> _DOCUMENT SECTION_:
= = = = =
Sunday, December 17, 2006

Implicit memcpy(3) calls

Peter Hosey was kind enough to document the speed difference between malloc() followed by bzero() and calloc(). They are two different ways to allocate and zero a block of memory, but it turns out that calloc() is much faster.

I was wondering how much of that speed difference is the result of having one fewer function call in your code, and that reminded me of a lesson I learned a few months ago...

Some time ago, I picked up the practice of initializing all local variables at their declarations, like:

double aDouble = 0.0;

In many cases, it's not really necessary, and the coders who disagreed with the practice correctly pointed out that I was simply adding extra code and extending the execution time. My reasoning was that not having garbage data in a local variable is worth the extra few cycles it takes to zero an integer or even a double.

At the time, I was a PowerPlant junkie, and would initialize LStrings with Str_Empty or whatever it was called. And all was good.

Since I've switched to XCode, I've been using C strings more than ever before. NSMutableString is great when it's possible to use it, but creating, modifying and releasing a few hundred million of them gets annoying. So I was using lots of C strings and initializing them to zeroed bytes like so:

char aString[1000] = {0};

I knew that only the first byte needed to be zero to qualify the local variable as a null string, but I didn't like garbage data. In addition, if any of my subsequent string handling code accidentally left out the null terminator, it would still be there. It was a win/win situation, and it worked flawlessly.
= = = = =
> _EXERCISE_: From the post on implicit memcpy(3) calls, copy out verbatim the passage starting with "Some time ago, I" and going on through "even a double.".
= = = = =
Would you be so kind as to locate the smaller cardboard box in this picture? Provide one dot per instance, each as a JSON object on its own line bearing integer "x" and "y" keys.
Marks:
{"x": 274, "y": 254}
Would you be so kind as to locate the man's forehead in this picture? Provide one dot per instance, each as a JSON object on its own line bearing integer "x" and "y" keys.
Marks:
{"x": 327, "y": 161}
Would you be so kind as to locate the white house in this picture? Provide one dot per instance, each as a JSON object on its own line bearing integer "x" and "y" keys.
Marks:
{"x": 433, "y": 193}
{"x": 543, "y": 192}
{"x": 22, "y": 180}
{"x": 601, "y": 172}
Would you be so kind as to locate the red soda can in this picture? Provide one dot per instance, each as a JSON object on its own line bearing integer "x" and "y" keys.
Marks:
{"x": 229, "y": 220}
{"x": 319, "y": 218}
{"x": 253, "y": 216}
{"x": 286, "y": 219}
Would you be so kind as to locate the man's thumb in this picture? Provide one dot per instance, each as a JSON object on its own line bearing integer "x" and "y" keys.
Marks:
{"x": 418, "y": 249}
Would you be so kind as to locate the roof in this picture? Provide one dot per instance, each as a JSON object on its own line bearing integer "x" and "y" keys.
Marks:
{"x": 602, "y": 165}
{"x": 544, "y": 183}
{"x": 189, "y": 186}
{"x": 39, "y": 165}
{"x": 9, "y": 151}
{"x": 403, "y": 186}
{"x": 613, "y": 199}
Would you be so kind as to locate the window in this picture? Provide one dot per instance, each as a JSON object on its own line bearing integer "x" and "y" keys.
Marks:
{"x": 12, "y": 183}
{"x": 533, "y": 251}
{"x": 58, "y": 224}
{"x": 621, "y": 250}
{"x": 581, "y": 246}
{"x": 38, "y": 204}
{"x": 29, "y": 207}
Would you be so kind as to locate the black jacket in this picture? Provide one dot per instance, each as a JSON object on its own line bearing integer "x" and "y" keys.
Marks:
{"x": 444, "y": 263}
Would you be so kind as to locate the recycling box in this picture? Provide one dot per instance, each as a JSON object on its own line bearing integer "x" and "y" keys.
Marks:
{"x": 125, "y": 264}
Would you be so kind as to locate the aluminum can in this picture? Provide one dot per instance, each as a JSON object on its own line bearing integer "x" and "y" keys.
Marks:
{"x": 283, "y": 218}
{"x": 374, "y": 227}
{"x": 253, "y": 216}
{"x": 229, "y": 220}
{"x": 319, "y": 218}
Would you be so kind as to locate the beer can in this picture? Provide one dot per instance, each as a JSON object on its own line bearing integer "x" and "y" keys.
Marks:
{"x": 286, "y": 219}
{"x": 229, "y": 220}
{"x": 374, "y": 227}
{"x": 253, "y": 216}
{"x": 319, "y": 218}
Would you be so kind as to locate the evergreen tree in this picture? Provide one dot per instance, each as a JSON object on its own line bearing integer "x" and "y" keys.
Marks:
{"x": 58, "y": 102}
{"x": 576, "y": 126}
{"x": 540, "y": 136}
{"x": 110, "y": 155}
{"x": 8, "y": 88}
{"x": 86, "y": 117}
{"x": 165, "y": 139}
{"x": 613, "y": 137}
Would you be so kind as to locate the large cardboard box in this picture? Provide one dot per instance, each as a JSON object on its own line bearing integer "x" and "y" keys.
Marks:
= = = = =
> _SOLUTION FOR THIS PROBLEM_:
Some time ago, I picked up the practice of initializing all local variables at their declarations, like:

double aDouble = 0.0;

In many cases, it's not really necessary, and the coders who disagreed with the practice correctly pointed out that I was simply adding extra code and extending the execution time. My reasoning was that not having garbage data in a local variable is worth the extra few cycles it takes to zero an integer or even a double.